Directions ▸
Rewrite the stretch of material from the line containing "like [600, 14]." through the end, swapping "thickest part" for "widest part" and keeping everything else unchanged. Omit the pictures from your answer.

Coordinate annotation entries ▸
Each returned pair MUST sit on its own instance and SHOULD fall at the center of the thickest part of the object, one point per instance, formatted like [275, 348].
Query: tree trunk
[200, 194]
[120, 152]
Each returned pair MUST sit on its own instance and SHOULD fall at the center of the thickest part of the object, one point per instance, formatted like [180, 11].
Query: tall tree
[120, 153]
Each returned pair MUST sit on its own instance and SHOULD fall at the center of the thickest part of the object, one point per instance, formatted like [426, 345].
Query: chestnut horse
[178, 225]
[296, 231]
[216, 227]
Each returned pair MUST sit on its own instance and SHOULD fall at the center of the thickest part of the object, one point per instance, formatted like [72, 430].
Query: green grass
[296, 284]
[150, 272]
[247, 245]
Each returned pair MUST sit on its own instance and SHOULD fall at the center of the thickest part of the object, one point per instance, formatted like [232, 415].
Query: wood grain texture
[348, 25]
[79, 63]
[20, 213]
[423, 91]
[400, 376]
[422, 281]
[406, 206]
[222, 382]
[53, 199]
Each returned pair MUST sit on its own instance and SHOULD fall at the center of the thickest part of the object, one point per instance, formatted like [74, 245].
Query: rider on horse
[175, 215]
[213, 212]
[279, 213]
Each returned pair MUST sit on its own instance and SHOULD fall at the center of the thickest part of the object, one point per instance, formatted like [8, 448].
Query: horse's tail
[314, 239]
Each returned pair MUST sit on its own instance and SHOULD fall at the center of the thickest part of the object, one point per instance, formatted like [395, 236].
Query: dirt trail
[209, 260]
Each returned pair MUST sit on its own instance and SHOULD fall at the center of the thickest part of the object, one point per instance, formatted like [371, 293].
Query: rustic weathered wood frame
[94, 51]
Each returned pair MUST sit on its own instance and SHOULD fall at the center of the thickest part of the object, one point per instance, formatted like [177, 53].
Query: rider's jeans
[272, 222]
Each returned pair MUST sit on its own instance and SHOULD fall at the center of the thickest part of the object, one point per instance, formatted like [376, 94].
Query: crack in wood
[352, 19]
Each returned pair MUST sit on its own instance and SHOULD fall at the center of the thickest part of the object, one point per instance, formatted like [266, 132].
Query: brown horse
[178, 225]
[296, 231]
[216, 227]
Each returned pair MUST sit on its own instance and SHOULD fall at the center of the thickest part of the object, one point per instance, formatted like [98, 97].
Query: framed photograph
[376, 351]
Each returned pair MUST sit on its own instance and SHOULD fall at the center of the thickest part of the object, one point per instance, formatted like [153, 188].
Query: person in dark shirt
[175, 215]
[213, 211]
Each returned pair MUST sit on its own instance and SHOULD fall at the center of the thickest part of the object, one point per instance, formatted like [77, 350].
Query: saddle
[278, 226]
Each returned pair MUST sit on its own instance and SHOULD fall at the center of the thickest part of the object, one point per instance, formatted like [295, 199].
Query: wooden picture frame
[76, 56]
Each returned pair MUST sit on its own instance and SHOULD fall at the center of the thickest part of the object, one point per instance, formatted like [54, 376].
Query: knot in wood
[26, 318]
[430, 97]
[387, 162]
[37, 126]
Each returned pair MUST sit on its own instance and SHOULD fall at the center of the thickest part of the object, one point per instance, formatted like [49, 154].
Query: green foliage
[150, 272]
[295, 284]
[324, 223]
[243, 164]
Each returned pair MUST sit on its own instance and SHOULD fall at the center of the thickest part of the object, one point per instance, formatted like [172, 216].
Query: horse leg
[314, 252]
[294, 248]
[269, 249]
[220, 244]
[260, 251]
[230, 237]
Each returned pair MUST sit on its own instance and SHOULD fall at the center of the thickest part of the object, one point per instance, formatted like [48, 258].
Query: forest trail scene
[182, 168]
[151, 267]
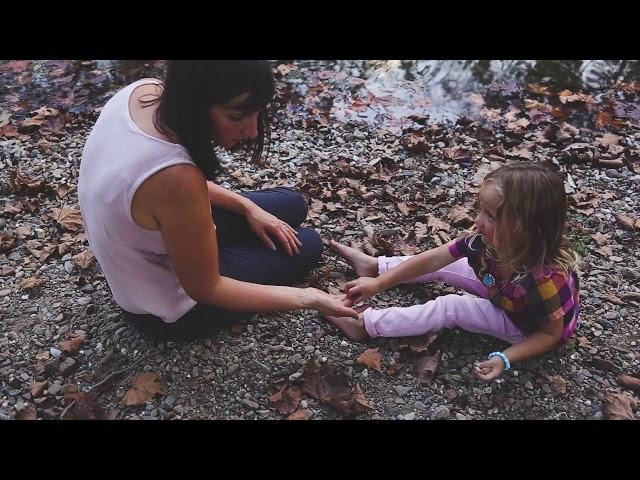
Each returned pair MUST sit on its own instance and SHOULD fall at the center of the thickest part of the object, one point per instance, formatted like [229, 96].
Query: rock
[169, 401]
[402, 391]
[67, 366]
[250, 404]
[440, 413]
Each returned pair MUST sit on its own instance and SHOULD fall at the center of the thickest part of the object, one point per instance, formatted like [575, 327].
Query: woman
[183, 256]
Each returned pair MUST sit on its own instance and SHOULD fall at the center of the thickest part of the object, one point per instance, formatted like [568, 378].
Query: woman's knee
[296, 205]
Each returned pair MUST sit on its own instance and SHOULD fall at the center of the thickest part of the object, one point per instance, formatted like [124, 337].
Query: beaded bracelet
[507, 364]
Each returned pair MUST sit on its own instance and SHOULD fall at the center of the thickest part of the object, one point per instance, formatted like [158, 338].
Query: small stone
[54, 389]
[250, 404]
[402, 391]
[440, 413]
[84, 301]
[67, 366]
[169, 401]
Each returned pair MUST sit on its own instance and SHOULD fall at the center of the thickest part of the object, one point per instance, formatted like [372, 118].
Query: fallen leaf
[600, 238]
[557, 384]
[371, 358]
[436, 224]
[617, 406]
[334, 389]
[286, 400]
[300, 415]
[6, 243]
[28, 413]
[629, 381]
[425, 366]
[143, 388]
[73, 342]
[31, 282]
[84, 408]
[68, 218]
[37, 388]
[625, 221]
[418, 344]
[83, 259]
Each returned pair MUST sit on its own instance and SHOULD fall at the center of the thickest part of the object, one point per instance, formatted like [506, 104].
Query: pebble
[440, 413]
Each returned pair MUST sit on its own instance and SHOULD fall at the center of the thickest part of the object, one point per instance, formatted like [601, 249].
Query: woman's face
[231, 125]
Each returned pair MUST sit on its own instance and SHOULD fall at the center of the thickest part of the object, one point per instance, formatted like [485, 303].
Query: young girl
[517, 261]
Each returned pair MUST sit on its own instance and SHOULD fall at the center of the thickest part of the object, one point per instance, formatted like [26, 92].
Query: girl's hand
[265, 225]
[489, 370]
[329, 304]
[360, 289]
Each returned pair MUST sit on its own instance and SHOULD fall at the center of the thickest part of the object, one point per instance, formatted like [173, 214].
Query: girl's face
[485, 222]
[231, 125]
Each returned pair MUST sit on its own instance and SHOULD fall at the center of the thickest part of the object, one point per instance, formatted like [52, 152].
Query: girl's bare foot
[352, 328]
[363, 264]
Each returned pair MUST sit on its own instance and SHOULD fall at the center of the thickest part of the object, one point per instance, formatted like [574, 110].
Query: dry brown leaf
[28, 413]
[85, 407]
[73, 342]
[557, 384]
[436, 224]
[144, 387]
[600, 238]
[371, 358]
[6, 243]
[83, 259]
[31, 282]
[68, 218]
[325, 385]
[605, 251]
[617, 406]
[38, 388]
[460, 217]
[286, 400]
[629, 381]
[625, 221]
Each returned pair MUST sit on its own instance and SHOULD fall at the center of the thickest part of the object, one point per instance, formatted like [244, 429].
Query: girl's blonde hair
[531, 218]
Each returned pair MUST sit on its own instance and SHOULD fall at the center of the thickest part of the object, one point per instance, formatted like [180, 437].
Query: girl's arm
[533, 345]
[178, 201]
[426, 262]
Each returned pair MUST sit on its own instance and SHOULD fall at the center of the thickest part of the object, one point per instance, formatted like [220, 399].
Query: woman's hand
[265, 225]
[489, 370]
[360, 289]
[329, 304]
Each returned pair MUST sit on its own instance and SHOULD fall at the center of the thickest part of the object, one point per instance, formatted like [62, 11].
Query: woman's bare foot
[364, 265]
[352, 328]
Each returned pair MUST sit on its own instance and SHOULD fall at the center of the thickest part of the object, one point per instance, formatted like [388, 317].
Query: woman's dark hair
[192, 87]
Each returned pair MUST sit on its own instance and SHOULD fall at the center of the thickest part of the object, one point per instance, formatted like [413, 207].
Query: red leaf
[371, 358]
[286, 400]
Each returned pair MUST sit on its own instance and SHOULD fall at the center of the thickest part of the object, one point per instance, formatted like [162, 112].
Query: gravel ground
[232, 375]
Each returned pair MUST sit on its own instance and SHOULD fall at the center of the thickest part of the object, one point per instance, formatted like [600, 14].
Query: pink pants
[474, 314]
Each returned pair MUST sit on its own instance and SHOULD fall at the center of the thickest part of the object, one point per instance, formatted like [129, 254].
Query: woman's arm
[178, 201]
[221, 197]
[426, 262]
[261, 222]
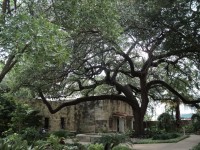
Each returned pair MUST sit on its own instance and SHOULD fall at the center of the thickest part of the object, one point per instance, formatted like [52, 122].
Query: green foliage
[23, 117]
[6, 109]
[32, 135]
[196, 121]
[165, 121]
[112, 140]
[165, 136]
[14, 142]
[95, 146]
[121, 147]
[61, 133]
[197, 147]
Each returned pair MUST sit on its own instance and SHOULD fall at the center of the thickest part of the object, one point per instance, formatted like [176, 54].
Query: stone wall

Solution ▸
Each returned pair MUST sit on its own instance and SHOULD fall at the center of the widest part of the object, one point per instance, formatted like [600, 14].
Query: pink pants
[474, 314]
Each returned pair MUST sit on its own instance and SHOULD fall at the center of the widest part of the object, one point per instance, formatted like [129, 254].
Query: woman's arm
[178, 201]
[221, 197]
[426, 262]
[261, 222]
Each returned pair MUST sit on its own instance and SHOULD fall at the center of the widest part of the object, one point per instance, formatted like [52, 122].
Query: green foliage
[23, 117]
[6, 109]
[32, 135]
[196, 121]
[165, 121]
[112, 140]
[165, 136]
[14, 142]
[95, 146]
[121, 147]
[61, 133]
[197, 147]
Each returned pair MUST sit on its own instance and SHOULD fall at the center of the widest part of the object, one point per instance, formatted like [176, 54].
Query: stone wall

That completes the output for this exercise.